• AIM OF THE TASK
Take the material and output all of it exactly.

• INPUT
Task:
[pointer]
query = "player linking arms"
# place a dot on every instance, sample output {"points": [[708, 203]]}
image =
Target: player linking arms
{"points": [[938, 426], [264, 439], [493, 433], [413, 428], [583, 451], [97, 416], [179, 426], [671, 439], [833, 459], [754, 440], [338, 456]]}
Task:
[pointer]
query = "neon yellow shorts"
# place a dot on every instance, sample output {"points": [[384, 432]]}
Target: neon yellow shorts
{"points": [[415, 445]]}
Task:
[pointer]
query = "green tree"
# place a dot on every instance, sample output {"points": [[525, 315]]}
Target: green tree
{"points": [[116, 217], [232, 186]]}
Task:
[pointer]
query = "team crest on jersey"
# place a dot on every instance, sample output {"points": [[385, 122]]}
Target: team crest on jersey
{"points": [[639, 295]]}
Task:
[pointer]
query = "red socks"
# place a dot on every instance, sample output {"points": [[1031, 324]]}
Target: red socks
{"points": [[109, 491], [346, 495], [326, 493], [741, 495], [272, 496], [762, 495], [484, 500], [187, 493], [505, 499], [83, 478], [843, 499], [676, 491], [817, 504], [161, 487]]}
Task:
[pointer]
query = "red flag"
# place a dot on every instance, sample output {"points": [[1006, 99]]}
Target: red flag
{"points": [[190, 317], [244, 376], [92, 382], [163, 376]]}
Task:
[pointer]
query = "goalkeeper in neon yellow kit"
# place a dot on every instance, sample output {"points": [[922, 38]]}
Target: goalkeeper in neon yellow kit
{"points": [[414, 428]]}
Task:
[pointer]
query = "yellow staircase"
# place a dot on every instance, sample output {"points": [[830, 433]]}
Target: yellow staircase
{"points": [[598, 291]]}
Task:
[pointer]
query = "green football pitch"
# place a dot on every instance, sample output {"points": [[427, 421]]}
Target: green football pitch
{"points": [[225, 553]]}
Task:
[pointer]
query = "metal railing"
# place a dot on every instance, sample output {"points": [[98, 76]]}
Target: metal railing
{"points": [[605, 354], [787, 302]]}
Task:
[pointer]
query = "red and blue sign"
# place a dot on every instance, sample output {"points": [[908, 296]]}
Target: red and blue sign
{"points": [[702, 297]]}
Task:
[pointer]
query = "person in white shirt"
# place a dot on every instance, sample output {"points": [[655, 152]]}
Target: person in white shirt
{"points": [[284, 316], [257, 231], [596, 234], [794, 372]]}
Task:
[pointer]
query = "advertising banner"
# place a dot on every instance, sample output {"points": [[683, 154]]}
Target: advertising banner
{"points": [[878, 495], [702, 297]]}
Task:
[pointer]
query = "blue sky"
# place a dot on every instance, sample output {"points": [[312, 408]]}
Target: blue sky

• RESULT FOR THIS EXERCISE
Task:
[pointer]
query = "player linking arms"
# place a dot on every instance, sample output {"points": [[708, 203]]}
image =
Target: player linking arms
{"points": [[938, 426], [264, 439], [493, 433], [413, 428], [583, 451], [97, 416], [179, 426], [671, 439], [833, 459], [754, 440], [338, 456]]}
Task:
[pointer]
query = "neon yellow shorts"
# place a dot on every instance, sample output {"points": [[384, 432]]}
Target: neon yellow shorts
{"points": [[415, 445]]}
Task:
[pointer]
query = "green tree"
# place a dot on every instance, sample output {"points": [[525, 315]]}
Target: green tree
{"points": [[116, 217], [232, 186]]}
Task:
[pointer]
query = "team crest on jersey"
# place a dot on every instance, sample output {"points": [[385, 122]]}
Target: team crest on jersey
{"points": [[639, 295]]}
Task:
[pointer]
query = "red socks"
# place a dot on every instance, sample output {"points": [[1031, 324]]}
Target: red socks
{"points": [[109, 491], [346, 495], [326, 493], [741, 495], [272, 496], [762, 495], [484, 500], [187, 493], [505, 499], [83, 478], [843, 499], [676, 491], [817, 504], [161, 487]]}
Task:
[pointer]
query = "red flag"
# place a dot on every instance, sample output {"points": [[1006, 99]]}
Target: red flag
{"points": [[190, 317], [244, 376], [92, 382], [163, 376]]}
Task:
[pointer]
query = "goalkeeper in neon yellow kit"
# place a dot on every instance, sample output {"points": [[922, 38]]}
Target: goalkeeper in neon yellow kit
{"points": [[414, 428]]}
Task:
[pointer]
query = "yellow staircase"
# place a dot on every instance, sample output {"points": [[830, 433]]}
Target: yellow staircase
{"points": [[598, 291]]}
Task:
[pointer]
query = "green football pitch"
# place a dot on every instance, sample output {"points": [[427, 421]]}
Target: green football pitch
{"points": [[225, 553]]}
Task:
[pointer]
query = "metal railing"
# place a dot on every instance, sample output {"points": [[98, 76]]}
Target: metal railing
{"points": [[605, 354], [787, 302]]}
Task:
[pointer]
query = "red and blue sign"
# place a dot on every instance, sample output {"points": [[908, 296]]}
Target: red and blue sign
{"points": [[702, 297]]}
Task:
[pointer]
query = "person in white shirt"
# place a dot on every instance, sample output {"points": [[655, 152]]}
Target: person in white shirt
{"points": [[284, 316], [257, 231], [596, 234], [794, 372]]}
Task:
[pointer]
query = "advertising banner"
# place a dot on every instance, sample output {"points": [[683, 154]]}
Target: advertising banner
{"points": [[878, 495], [702, 297]]}
Task:
[pointer]
query = "blue sky"
# place a dot on every instance, sample output {"points": [[312, 408]]}
Target: blue sky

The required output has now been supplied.